*** RECORDS PROVIDED Section Begins ***

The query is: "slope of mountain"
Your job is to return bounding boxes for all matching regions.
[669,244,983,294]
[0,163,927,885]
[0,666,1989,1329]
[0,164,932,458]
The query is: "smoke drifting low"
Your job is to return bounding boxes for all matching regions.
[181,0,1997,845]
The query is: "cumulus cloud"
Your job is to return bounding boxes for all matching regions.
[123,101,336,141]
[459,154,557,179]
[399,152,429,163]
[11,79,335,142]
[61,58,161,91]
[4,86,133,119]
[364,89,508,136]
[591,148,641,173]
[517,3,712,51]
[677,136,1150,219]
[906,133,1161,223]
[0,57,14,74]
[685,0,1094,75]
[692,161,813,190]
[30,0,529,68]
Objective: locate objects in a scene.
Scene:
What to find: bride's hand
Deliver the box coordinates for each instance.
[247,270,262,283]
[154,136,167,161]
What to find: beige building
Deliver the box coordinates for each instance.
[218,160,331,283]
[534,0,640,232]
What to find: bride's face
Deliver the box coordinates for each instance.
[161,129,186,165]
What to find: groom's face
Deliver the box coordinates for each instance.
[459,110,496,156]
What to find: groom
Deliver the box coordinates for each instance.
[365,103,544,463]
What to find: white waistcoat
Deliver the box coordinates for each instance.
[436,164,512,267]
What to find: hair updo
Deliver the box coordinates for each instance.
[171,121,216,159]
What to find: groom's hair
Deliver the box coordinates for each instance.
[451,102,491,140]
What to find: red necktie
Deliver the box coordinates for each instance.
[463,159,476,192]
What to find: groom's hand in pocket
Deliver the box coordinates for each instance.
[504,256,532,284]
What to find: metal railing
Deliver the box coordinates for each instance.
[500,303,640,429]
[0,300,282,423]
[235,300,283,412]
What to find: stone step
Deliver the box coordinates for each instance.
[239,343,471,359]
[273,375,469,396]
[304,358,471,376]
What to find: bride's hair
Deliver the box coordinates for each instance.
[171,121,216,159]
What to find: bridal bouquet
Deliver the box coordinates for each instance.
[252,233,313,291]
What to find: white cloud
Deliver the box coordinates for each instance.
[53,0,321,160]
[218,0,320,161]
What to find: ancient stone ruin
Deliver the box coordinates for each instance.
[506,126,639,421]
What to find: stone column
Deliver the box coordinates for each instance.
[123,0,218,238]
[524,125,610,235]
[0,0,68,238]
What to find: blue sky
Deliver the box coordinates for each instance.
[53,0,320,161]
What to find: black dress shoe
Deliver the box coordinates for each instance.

*** RECORDS PROVIDED Section Ends ***

Which lines run from the one holding "What to find: black dress shoe" through the end of the data? Write them out exactly, ends included, and add nothing.

### COMPLETED TASK
What to find: black dress shoe
Deliver the box coordinates for each instance.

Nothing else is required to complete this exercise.